• Brief: Exclude the pictures and reproduce the remaining data exactly as written.
=== Data for analysis ===
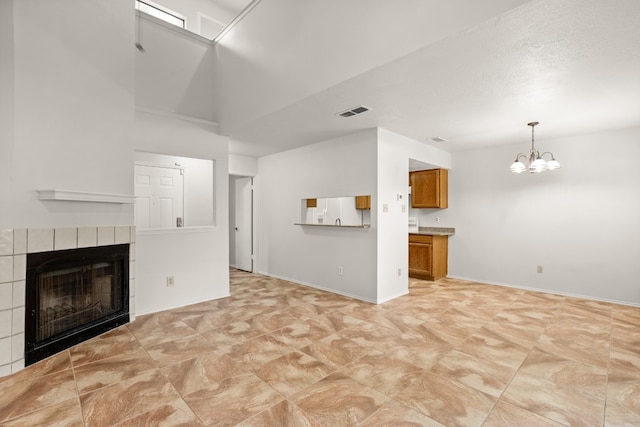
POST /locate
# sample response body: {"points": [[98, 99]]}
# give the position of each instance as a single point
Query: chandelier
{"points": [[535, 160]]}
===
• Response for this exercise:
POST /locate
# sample response body: {"points": [[98, 99]]}
# give the position of each instance as a single point
Query: chandelier
{"points": [[535, 160]]}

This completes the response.